- Instructions for the task:
Would you return every line of the listing below that has "point" in it?
-- -- --
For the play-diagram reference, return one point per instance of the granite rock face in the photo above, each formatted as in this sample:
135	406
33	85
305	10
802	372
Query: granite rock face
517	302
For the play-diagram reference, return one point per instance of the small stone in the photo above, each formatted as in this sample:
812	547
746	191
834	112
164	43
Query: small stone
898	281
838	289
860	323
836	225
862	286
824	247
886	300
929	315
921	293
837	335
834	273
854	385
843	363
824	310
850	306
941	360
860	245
-- -- --
- Output for this exercise:
For the play-diagram reference, return one point per instance of the granite rock face in the photo above, each formatted as in this sample:
For the play-diagram reference, return one point per instance of the small stone in the photo above, each formatted as in this sample:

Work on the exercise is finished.